● **Work instruction**
Leave every entry as it is and write the data out in full.

(Region pointing data)

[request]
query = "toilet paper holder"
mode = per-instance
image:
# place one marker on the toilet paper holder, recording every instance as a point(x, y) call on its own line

● **Result**
[request]
query = "toilet paper holder"
mode = per-instance
image:
# place one marker on the toilet paper holder, recording every instance as a point(x, y) call on its own line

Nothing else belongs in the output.